[Attività da svolgere]
1) Rispondi alle seguenti domande sul brano su Marie-Guilelmine Delaville Leroux, una per riga:
(a) A chi è dedicato il lavoro?
(b) Di chi era figlia Marie-Guilelmine?
(c) In quale anno frequentò l'atelier di Jacques Louis David?
2) Stabilisci se ciascuna affermazione concorda con il brano su Marie-Guilelmine Delaville Leroux. Per ognuna rispondi sì o no e riporta le parole del brano che lo provano.
(a) Marie-Guilelmine proveniva da una famiglia di artisti.
(b) Marie-Guilelmine restò soltanto un anno nell'atelier di David.
(c) Dopo l'atelier, Marie-Guilelmine interruppe ogni rapporto con David.
3) Prosegui il brano su Marie-Guilelmine Delaville Leroux a partire dal punto in cui si interrompe.

[Testo di riferimento]
..........
Je
dédie ce travail à mes chers collègues
Mme Agnese Cosenza et Mme Diana
Iervolino.
Dignes
successeur de Mme Anna Paolillo,
elles sont de merveilleux interlocuteurs
de
mon amour pour la culture française.
Merci
Alla
vigilia della Rivoluzione, Marie-Guilelmine Delaville Leroux (1768-1826) faceva
parte di un piccolo manipolo di giovani artiste che, pur non appartenendo a nessuna
famiglia di artisti, riuscirono a seguire l'insegnamento di maestri. Marie-Guilelmine
era, infatti, figlia di un funzionario statale e dal 1781 si formò nella
pittura dapprima con Elisabeth Vigée-Le Brun poi nel 1786 frequentò l’atelier
di Jacques Louis David al Louvre. La giovane artista però potette trascorrere solo
un anno in quell’atelier, ma rimase in contatto con lui durante la Rivoluzione
e per tutta la sua carriera, e, nonostante le profonde differenze ideologiche, sottopose
sempre i suoi quadri al suo parere.
..........
[Dati forniti]
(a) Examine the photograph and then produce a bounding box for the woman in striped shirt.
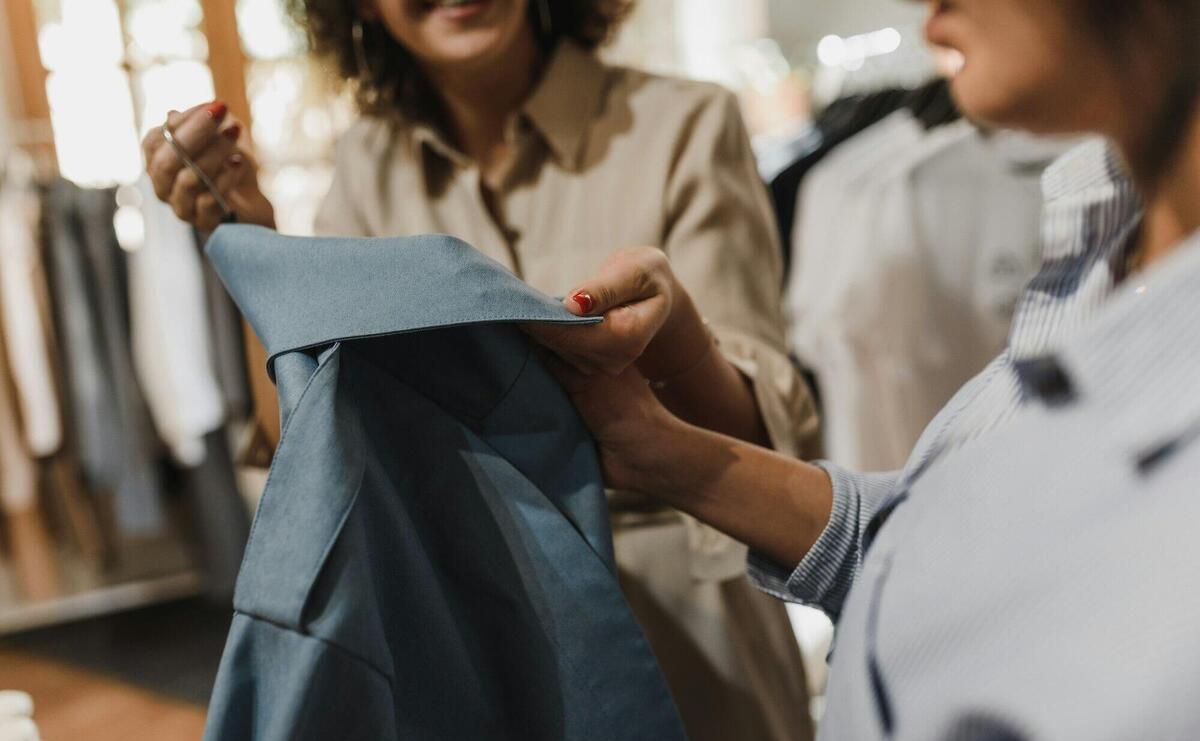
[539,0,1200,741]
..........
[Esercizi svolti]
1)
(a) A Mme Agnese Cosenza e a Mme Diana Iervolino.
(b) Di un funzionario statale.
(c) Nel 1786.

2)
(a) No: "pur non appartenendo a nessuna famiglia di artisti".
(b) Sì: "potette trascorrere solo un anno in quell’atelier".
(c) No: "rimase in contatto con lui durante la Rivoluzione e per tutta la sua carriera".

3)
Sotto
la guida di David, nel 1791 espose i primi dipinti di stile neoclassico che Marie
Guillemine recuperava dalla mitologia e dall’antichità, con un approccio
pittorico molto influenzato dai suoi due maestri. Marie espose per la prima
volta nel Salon del 1791 una tela di soggetto mitologico, “Psyche dà l’addio alla sua famiglia”.
Il
dipinto “L’Innocenza tra la Virtù e
il Vizio”, realizzato nello stesso periodo, sotto l’apparenza del tema
mitologico, riflette le convinzioni “femministe”
della pittrice: l’artista rappresenta infatti il Vizio in sembianze maschili,
quando veniva tradizionalmente rappresentato in aspetto femminile.
Nel
1793 Marie-Guilelmine sposò il conte Pierre Vincent Benoist.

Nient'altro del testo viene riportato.